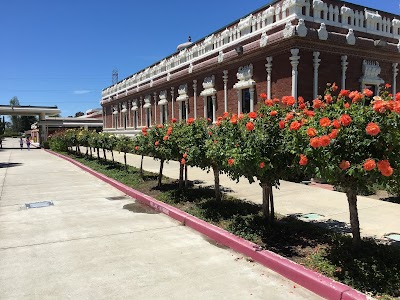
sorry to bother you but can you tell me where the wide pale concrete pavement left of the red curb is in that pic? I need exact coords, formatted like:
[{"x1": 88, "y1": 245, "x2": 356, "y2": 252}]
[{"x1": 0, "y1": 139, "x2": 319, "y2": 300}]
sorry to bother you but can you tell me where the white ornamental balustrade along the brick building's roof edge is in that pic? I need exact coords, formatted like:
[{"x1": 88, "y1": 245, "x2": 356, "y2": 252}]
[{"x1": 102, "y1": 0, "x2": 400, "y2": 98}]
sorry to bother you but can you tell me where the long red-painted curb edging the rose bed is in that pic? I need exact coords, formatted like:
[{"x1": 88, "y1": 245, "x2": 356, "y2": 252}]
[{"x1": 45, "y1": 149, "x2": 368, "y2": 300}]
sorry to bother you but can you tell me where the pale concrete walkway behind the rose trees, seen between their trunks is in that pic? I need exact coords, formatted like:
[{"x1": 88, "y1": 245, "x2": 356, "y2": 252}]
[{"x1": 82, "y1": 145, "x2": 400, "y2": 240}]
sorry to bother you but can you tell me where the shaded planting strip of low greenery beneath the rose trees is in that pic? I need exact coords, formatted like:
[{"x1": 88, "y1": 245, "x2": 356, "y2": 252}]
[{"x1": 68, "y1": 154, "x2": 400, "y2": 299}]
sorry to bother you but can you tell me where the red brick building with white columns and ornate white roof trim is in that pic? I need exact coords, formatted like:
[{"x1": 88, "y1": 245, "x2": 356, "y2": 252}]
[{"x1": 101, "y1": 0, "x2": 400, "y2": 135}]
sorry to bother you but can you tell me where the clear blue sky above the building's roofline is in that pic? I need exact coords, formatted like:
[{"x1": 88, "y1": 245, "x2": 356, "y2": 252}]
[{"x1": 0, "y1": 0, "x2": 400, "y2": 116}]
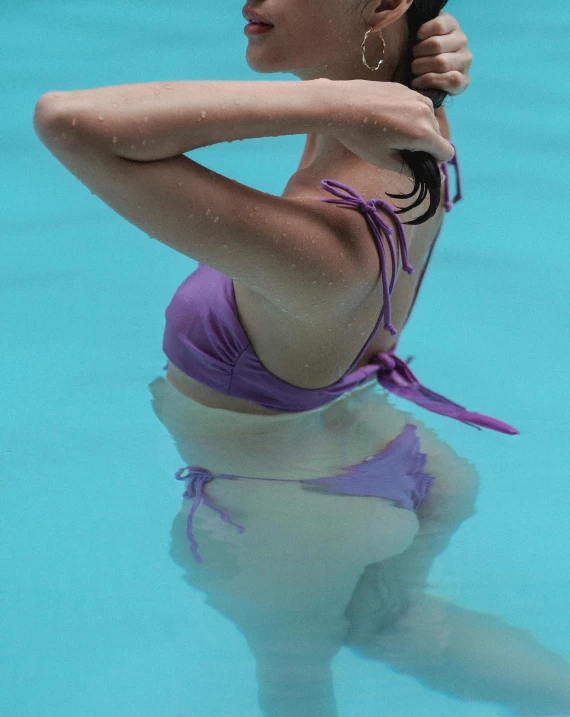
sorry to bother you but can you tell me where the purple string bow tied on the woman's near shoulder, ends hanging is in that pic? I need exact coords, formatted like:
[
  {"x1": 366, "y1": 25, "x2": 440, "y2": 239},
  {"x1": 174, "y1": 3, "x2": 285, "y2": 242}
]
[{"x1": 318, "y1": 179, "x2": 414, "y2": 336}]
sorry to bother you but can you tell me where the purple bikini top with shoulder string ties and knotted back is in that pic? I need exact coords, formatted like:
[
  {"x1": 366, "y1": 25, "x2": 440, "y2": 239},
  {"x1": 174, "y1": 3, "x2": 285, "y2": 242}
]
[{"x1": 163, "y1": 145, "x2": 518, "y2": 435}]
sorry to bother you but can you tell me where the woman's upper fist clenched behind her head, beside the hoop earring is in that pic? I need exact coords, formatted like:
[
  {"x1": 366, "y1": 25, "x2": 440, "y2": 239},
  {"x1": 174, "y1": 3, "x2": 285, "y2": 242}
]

________________________

--- Problem statement ---
Set down all of the material word for word, but keep each picture out.

--- Worked solution ---
sorry to bother you but can you tell me where the wide pale concrete pavement left of the red curb is in that pic? I need exact coords, formatted like:
[{"x1": 88, "y1": 245, "x2": 356, "y2": 252}]
[{"x1": 0, "y1": 139, "x2": 319, "y2": 300}]
sorry to bother you but can you tell me where the white ornamental balustrade along the brick building's roof edge is in that pic? I need exact coords, formatted like:
[{"x1": 88, "y1": 245, "x2": 356, "y2": 252}]
[{"x1": 102, "y1": 0, "x2": 400, "y2": 98}]
sorry to bother you but can you tell me where the long red-painted curb edging the rose bed is in that pic? I need exact coords, formatted like:
[{"x1": 88, "y1": 245, "x2": 356, "y2": 252}]
[{"x1": 45, "y1": 149, "x2": 368, "y2": 300}]
sorry to bother you but can you tell me where the pale concrete walkway behind the rose trees, seen between their trunks is in that pic? I need exact coords, formatted like:
[{"x1": 88, "y1": 245, "x2": 356, "y2": 252}]
[{"x1": 82, "y1": 145, "x2": 400, "y2": 240}]
sorry to bother you but can you tell me where the shaded planting strip of low greenery beneath the rose trees is in that pic? I need exact coords, formatted like:
[{"x1": 88, "y1": 245, "x2": 356, "y2": 252}]
[{"x1": 68, "y1": 154, "x2": 400, "y2": 299}]
sorry to bother you but can you tell me where the red brick building with white columns and ornate white roof trim is in that pic? I need exact coords, formatted like:
[{"x1": 88, "y1": 245, "x2": 356, "y2": 252}]
[{"x1": 101, "y1": 0, "x2": 400, "y2": 135}]
sorry to bother you but can you tell me where the clear blue sky above the building's roofline is in that pic? I need exact coords, formatted like:
[{"x1": 88, "y1": 245, "x2": 356, "y2": 252}]
[{"x1": 0, "y1": 0, "x2": 400, "y2": 116}]
sorry to bother you but can you tell me where the purple string bow tied on the woman's near shoulder, ends hanging is in that pic? I need exact coords, formatted like:
[
  {"x1": 366, "y1": 25, "x2": 440, "y2": 239},
  {"x1": 174, "y1": 3, "x2": 285, "y2": 242}
]
[{"x1": 318, "y1": 179, "x2": 414, "y2": 336}]
sorry to bother you but can you tell me where the purple bikini top with shoulder string ties and knotted back is in that pic? I need exact coords, formatted like:
[
  {"x1": 366, "y1": 25, "x2": 440, "y2": 239},
  {"x1": 174, "y1": 3, "x2": 285, "y2": 242}
]
[{"x1": 163, "y1": 145, "x2": 518, "y2": 435}]
sorry to bother you but can you tell me where the woman's upper fist clenched behind her head, beside the hoop earring is in that pic? I need exact coords, formatted like:
[
  {"x1": 366, "y1": 25, "x2": 440, "y2": 239},
  {"x1": 174, "y1": 3, "x2": 285, "y2": 242}
]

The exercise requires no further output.